Extracted text ->
************
# Long time user HATES Finale 2008.



## steve (Nov 20, 2007)

I have used Finale since 2.0 and have many suggestions that were placed in , Mac writers in favor of casual users with PCs. Since 2007 Finale sucks!

Are there any Encore users or Score users who can contact me and describe those programs to me. Send me an e-mail at [email protected].


----------



## nikolas (Nov 20, 2007)

Can you explain why finale 2007- upwards sucks? Cause I hear from other long time Finale users that it works great...


----------



## Jaap (Nov 20, 2007)

I am not using Finale 2008 yet. Didnt read enough to see if I will update, but I am using Finale 2007 and enjoying it. 
I am using Finale since 3.0 and I enjoy almost every update to be honest. The program is getting more flexible and more or more options are worked out to use it as a "sequencer" as well. Since recently I am using my Ewql library with Kontakt in Finale and fully enjoying it. The midi options getting quite big and almost no need anymore for me to export the midi.
************
Stored records ->
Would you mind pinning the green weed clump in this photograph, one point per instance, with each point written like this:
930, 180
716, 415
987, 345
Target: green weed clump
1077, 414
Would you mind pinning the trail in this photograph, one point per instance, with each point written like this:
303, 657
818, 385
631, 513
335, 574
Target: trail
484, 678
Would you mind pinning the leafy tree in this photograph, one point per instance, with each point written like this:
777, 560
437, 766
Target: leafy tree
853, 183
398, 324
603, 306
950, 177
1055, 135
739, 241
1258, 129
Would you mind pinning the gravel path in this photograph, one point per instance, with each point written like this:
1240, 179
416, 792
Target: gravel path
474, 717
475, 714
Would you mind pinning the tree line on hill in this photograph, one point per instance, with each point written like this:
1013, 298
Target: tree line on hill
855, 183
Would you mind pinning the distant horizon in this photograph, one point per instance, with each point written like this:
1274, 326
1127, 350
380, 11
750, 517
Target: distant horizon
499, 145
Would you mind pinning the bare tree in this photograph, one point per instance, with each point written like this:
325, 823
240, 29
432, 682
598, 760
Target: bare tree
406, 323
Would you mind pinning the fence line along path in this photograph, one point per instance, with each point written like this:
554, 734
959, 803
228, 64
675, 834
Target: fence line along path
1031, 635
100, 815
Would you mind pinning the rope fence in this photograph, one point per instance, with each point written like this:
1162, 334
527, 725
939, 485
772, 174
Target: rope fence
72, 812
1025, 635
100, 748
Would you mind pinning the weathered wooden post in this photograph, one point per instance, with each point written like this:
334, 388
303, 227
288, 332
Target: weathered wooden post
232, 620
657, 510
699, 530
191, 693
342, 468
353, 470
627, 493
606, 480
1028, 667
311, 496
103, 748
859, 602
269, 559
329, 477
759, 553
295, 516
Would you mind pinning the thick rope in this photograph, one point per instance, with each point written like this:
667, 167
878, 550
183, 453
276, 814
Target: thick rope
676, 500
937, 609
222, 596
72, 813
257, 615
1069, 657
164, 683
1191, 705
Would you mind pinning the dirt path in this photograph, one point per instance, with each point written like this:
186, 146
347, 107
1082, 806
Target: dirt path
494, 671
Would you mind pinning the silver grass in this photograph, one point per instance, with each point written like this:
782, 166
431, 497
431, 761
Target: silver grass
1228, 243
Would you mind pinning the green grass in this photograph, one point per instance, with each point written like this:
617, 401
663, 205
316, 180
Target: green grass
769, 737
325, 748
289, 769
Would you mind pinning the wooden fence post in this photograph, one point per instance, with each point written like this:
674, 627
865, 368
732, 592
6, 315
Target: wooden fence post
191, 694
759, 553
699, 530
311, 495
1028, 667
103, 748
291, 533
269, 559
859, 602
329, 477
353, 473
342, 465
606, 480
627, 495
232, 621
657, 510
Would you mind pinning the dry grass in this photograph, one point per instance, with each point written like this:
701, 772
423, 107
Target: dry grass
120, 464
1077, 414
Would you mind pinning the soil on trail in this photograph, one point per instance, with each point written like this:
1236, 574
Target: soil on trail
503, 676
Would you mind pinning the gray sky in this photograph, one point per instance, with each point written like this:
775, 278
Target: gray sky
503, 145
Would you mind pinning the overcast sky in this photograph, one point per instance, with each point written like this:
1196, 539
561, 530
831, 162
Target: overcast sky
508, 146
************
Your goal -> Resume the forum thread about Finale 2008, beginning right after its final sentence.

In response ->
I can create a full professional score for my publisher as well create very nice audio tracks that I can export as wave for final mixing in Sonar.
Couldnt have dreamed about this 10 years ago 

What is it that you dislike? I am also getting curious.


----------



## shadoe42 (Nov 20, 2007)

Encore would be a step backwards from even Finale 2006. I have used Finale up to 2007, Encore, but have switched to Sibelius myself. Just a personal preference.


----------



## mirrodin (Apr 11, 2008)

I've also been a long time user. I have to say 2007 had it's quirks but it seems to have evolved in leaps and bounds in 2008, and the update available seems to fix a lot of problems people may have been having, although the update list seems to be more packed with added features than bugfixes.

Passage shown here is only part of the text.